__Aim__:
Write out, word for word, every line from the one containing "of the eyeglasses" through the last line of the records below, both ends included.

(Records from a dataset)
.....

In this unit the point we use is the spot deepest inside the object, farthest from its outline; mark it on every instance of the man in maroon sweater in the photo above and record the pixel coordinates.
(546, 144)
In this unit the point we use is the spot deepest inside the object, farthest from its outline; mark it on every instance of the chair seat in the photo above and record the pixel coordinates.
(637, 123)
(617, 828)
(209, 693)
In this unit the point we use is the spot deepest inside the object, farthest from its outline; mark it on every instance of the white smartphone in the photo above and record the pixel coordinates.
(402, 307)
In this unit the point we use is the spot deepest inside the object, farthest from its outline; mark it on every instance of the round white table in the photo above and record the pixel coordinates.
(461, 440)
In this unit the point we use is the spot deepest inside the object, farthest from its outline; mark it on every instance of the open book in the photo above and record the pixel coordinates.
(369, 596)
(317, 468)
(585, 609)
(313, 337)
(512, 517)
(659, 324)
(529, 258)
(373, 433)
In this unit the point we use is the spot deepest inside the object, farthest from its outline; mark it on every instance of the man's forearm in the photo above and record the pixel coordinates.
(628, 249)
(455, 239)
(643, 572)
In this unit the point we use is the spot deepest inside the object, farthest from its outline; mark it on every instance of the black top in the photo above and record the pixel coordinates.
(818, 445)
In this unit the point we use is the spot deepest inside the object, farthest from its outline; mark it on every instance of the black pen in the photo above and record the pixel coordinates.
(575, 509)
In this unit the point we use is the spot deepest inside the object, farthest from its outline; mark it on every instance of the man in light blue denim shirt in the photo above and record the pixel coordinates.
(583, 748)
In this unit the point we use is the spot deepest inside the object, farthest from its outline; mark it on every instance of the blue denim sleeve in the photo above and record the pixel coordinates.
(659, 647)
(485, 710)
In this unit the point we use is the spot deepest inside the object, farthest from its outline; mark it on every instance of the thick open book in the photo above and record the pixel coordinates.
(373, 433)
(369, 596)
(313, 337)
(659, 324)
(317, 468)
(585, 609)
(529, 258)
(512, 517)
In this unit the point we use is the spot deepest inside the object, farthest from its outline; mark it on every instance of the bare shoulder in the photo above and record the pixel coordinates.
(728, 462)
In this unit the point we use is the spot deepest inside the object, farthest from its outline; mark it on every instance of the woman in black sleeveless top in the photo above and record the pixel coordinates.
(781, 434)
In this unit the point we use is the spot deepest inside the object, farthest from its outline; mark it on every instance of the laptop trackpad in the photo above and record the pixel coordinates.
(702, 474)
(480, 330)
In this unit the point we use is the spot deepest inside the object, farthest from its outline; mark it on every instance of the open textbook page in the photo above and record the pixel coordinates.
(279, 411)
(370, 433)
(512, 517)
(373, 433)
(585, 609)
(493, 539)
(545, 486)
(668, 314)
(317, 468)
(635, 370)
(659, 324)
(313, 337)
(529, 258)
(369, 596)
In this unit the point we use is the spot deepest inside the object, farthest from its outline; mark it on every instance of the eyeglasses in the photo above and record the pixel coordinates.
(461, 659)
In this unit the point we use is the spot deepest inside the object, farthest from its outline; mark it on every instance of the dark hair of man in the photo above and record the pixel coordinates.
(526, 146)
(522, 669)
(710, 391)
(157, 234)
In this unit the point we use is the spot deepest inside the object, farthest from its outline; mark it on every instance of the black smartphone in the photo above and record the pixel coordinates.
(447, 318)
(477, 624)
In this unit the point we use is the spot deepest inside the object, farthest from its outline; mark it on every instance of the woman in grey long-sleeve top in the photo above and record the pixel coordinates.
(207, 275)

.....

__Response to the task__:
In this unit the point we use is the spot deepest inside the object, farthest from its outline; mark it on every instance of the eyeglasses in the photo above and record the pixel coordinates.
(461, 659)
In this unit the point we use is the spot deepest inside the object, farthest from its outline; mark it on every instance of the dark hair of man in the photo above and record the pixel coordinates.
(526, 146)
(522, 669)
(710, 391)
(157, 234)
In this unit the point we use is the spot deepest inside the object, farthest from its outline; mark it on every instance of the black smartphone in the photo above and record the pixel coordinates.
(447, 318)
(477, 624)
In this unit the point we use is the spot deepest inside the object, farthest from its outline; mark it on every instance of the woman in grey long-sleeve top in the photo above and record the pixel coordinates.
(207, 275)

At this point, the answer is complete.